Clearly an issue as to credibility confronted the judge. Plaintiff testified that his disability injury occurred in 1961 though the evidence establishes that the year was actually 1963. Likewise, plaintiff adamantly insisted that he had not worked at all in either 1962 or 1963, although the earnings records showed significant earnings for those years, and plaintiff himself indicated that he worked at Hazard Lunch until the time of his injury and that this had been his last job.

*910Moreover, the testimony of Mrs. Gross was even less enlightening. She stated that she paid plaintiff $50 a month in 1958-60 in return for which “[h]e just helped me around a little,” but she did not recall whether her son had worked for her in the years between 1961 and 1963 (Tr. 31). She attributed the lack of accurate records concerning her son’s purported employment to the death of her tax counsel and to a flood which allegedly ravaged her place of business in either 1957, 1960 or 1963.5 Even if her assertions were afforded the maximum degree of credibility, that fact would not alter the burden imposed upon plaintiff to establish his coverage.

Data |
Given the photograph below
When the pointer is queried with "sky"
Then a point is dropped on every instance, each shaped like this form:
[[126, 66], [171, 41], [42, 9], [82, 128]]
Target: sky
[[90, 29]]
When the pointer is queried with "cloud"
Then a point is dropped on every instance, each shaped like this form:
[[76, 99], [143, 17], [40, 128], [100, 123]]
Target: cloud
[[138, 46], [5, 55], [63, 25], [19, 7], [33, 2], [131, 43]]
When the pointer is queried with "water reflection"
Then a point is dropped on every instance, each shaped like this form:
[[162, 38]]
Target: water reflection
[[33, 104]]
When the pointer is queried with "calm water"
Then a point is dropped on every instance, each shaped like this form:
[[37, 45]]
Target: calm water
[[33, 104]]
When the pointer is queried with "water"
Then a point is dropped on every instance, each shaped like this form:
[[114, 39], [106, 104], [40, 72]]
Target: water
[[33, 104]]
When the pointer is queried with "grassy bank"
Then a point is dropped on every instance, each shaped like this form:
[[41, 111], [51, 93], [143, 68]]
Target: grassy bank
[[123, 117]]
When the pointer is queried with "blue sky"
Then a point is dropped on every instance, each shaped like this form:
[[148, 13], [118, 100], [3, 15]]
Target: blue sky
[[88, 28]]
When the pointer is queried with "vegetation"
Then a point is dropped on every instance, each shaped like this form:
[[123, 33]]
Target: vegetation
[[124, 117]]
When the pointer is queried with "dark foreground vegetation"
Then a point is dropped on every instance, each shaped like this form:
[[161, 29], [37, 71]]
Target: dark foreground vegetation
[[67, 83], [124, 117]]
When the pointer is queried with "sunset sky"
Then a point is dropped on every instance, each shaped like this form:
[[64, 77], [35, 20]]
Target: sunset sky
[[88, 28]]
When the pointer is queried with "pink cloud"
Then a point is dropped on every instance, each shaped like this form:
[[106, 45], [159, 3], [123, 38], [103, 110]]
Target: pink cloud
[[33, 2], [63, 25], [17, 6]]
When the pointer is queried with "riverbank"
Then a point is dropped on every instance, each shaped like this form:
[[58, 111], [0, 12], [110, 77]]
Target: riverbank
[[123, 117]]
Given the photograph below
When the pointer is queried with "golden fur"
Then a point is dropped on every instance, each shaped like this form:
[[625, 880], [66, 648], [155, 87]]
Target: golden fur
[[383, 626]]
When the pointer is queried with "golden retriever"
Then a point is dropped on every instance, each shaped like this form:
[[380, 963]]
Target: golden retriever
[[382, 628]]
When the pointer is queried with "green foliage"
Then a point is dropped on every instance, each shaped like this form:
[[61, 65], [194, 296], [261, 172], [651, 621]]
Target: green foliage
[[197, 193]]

Activities |
[A] Based on the court excerpt, decide whether each statement agrees with it. Answer yes or no, and quote the deciding words. (i) The evidence shows the plaintiff's disability injury occurred in 1961. (ii) Mrs. Gross stated that she paid the plaintiff $50 a month in 1958-60. (iii) The plaintiff indicated that his job at Hazard Lunch had been his last job.
[B] Please turn the court excerpt's paragraph beginning "Clearly an issue as to credibility" into a short list that keeps its main facts.
[C] Translate this sentence from the court excerpt into Spanish: "Even if her assertions were afforded the maximum degree of credibility, that fact would not alter the burden imposed upon plaintiff to establish his coverage."
The rows aren't needed for anything here.

Written answers |
[A]
(i) No: "the evidence establishes that the year was actually 1963"
(ii) Yes: "She stated that she paid plaintiff $50 a month in 1958-60"
(iii) Yes: "plaintiff himself indicated that he worked at Hazard Lunch until the time of his injury and that this had been his last job"

[B]
- The judge faced a credibility issue.
- The plaintiff testified that his disability injury occurred in 1961, but the evidence shows it was in 1963.
- The plaintiff insisted he did not work in 1962 or 1963, but earnings records showed significant earnings in those years.
- The plaintiff himself said he worked at Hazard Lunch until his injury and that this was his last job.

[C] Aun si a sus afirmaciones se les concediera el máximo grado de credibilidad, ese hecho no alteraría la carga impuesta al demandante de acreditar su cobertura.